__Directions for this task__
Repeat the part of the rows below that opens with the line containing "One point lands on every instance of the door" and closes with the line containing "pixel 131 109", keeping every line exactly the same.

[Extracted data entries]

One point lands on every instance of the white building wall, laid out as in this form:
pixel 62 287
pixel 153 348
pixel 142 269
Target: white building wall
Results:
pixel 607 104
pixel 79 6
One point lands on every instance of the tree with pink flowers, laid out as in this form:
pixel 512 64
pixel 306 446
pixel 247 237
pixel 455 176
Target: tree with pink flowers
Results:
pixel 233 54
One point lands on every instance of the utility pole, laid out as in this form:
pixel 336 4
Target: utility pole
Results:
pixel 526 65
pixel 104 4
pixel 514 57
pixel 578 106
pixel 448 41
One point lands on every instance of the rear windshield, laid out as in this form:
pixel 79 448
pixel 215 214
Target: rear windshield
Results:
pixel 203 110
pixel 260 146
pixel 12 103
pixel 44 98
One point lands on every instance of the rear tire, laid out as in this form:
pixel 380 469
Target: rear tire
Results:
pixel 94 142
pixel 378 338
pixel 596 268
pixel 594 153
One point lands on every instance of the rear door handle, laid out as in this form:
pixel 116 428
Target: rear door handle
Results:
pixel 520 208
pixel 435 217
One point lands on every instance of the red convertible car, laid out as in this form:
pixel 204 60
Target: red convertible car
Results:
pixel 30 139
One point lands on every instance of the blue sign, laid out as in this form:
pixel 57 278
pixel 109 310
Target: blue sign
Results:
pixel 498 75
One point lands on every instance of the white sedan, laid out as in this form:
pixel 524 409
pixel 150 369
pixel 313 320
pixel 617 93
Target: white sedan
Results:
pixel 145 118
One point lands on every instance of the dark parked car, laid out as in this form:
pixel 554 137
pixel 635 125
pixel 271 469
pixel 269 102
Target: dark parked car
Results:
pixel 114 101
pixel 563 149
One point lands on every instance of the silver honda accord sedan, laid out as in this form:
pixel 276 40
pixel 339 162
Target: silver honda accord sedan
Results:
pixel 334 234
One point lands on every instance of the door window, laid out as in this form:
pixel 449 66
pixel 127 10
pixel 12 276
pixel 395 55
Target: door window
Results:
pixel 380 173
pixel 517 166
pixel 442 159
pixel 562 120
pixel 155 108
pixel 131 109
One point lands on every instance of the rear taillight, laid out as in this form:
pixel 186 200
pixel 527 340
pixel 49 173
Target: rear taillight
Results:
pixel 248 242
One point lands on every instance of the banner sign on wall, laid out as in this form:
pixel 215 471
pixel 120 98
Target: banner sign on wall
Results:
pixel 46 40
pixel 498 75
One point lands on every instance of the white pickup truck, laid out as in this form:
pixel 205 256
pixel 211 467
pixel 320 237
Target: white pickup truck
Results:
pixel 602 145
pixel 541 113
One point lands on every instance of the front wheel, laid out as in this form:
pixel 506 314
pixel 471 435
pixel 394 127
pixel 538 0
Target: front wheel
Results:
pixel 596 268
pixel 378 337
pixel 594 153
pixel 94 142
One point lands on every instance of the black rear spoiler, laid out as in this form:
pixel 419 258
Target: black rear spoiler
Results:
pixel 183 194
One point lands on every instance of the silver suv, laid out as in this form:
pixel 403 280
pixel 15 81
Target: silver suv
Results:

__Response below__
One point lands on every instance of the door window, laid out as in this form:
pixel 449 66
pixel 127 10
pixel 12 276
pixel 395 55
Target: door window
Results:
pixel 380 173
pixel 517 166
pixel 442 159
pixel 562 120
pixel 155 108
pixel 131 109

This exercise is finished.